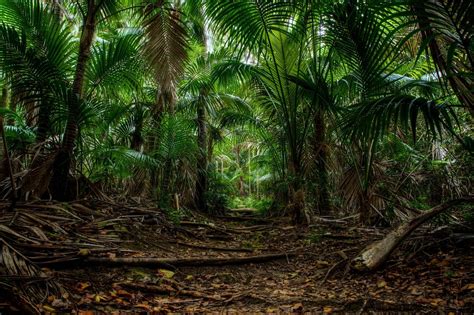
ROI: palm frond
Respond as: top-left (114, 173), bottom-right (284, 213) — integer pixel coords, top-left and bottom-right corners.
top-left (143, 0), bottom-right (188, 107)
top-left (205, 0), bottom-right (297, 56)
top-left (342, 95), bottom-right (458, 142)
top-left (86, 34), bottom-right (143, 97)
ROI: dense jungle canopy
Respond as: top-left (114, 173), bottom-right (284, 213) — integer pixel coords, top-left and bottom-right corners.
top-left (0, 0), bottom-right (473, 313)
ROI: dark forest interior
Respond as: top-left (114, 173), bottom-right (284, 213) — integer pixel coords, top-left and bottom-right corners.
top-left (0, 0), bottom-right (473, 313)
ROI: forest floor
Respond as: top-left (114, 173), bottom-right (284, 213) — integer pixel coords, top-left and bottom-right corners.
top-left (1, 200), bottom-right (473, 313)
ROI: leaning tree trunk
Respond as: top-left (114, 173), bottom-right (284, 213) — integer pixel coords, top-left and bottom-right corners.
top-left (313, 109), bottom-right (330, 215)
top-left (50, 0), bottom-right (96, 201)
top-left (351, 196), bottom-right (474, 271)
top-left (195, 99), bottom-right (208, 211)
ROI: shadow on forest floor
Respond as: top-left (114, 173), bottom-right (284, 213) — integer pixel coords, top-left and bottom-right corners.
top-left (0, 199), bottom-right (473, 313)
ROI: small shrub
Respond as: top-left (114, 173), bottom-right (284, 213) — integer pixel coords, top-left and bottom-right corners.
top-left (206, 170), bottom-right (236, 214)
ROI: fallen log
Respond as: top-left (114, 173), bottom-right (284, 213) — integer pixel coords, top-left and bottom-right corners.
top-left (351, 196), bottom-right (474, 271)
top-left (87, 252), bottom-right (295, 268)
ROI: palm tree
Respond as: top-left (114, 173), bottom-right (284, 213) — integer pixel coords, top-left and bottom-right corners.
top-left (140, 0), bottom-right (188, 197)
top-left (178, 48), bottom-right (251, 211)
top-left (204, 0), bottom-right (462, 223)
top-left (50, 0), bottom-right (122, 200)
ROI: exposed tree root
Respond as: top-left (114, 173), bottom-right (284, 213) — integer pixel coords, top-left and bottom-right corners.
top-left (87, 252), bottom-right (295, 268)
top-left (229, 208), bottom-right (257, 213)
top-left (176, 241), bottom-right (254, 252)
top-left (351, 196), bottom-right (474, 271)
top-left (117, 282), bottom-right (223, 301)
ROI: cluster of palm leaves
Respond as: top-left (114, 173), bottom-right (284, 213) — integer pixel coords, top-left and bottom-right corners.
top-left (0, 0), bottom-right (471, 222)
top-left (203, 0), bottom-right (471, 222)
********************
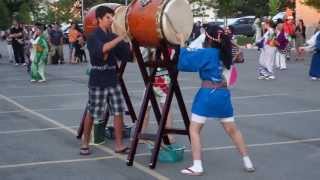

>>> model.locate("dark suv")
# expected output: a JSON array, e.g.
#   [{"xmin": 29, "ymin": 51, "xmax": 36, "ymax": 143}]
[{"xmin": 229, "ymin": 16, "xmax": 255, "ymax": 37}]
********************
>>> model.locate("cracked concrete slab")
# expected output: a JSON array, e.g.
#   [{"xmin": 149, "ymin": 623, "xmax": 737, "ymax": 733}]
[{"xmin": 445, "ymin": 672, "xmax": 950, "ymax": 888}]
********************
_PROBLEM DETAILS_.
The answer must consist of every line from the records above that holds "palm".

_TASK OUTPUT_.
ROI: palm frond
ROI: palm tree
ROI: cluster of palm leaves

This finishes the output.